Saved entries

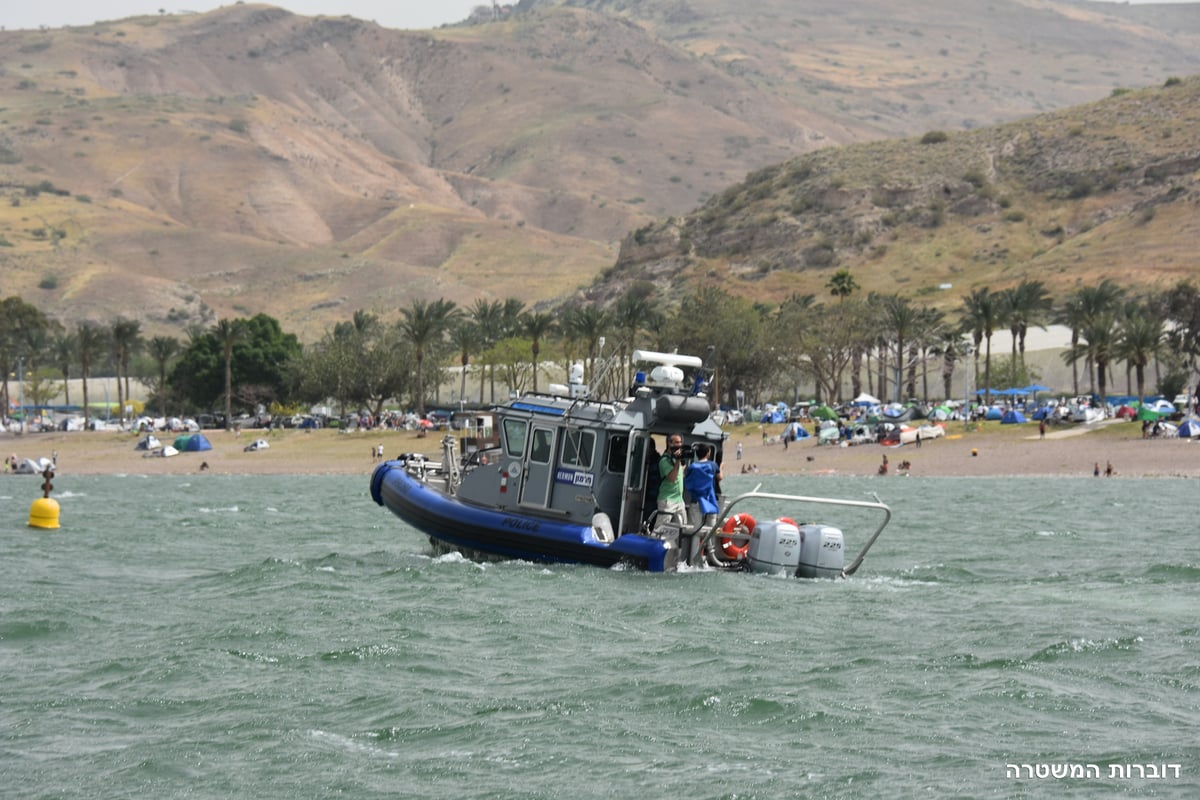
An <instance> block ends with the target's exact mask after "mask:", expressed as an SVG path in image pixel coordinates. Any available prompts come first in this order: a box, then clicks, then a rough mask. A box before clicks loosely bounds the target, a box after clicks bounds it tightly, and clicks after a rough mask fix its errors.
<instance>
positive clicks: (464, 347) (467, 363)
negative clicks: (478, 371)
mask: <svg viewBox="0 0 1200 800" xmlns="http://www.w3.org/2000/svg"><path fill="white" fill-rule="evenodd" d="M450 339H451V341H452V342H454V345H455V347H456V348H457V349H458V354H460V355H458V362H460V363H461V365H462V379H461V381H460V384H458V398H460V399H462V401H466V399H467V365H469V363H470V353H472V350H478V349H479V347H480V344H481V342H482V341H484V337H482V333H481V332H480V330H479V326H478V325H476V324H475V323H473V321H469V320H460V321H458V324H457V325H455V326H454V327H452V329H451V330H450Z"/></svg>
==
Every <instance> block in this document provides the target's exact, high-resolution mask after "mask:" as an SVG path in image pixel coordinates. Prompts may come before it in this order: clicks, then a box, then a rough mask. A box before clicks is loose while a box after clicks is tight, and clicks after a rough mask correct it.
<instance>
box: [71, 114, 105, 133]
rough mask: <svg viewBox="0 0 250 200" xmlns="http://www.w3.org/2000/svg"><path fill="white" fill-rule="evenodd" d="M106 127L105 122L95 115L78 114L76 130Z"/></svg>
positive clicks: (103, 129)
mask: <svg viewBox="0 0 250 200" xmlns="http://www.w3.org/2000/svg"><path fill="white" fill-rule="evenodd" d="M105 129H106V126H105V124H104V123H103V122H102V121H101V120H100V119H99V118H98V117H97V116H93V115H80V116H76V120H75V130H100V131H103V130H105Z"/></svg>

- _Job item_
Copy out the lines of the listing, starting with the line that contains "An <instance> block" and going through the line that contains "positive clicks: (464, 347) (467, 363)". Substitute "foreground" for "positive" and leave everything else unchanged.

- _Solution for this problem_
An <instance> block ends with the target's exact mask after "mask:", expressed as an SVG path in image pixel coordinates. Any available prompts come first in this order: a box, then clicks, then a rough mask. A box before clicks loosely bounds the target, a box after clicks bounds it tightly, and clicks after a rough mask fix its errors.
<instance>
foreground clicks: (464, 347) (467, 363)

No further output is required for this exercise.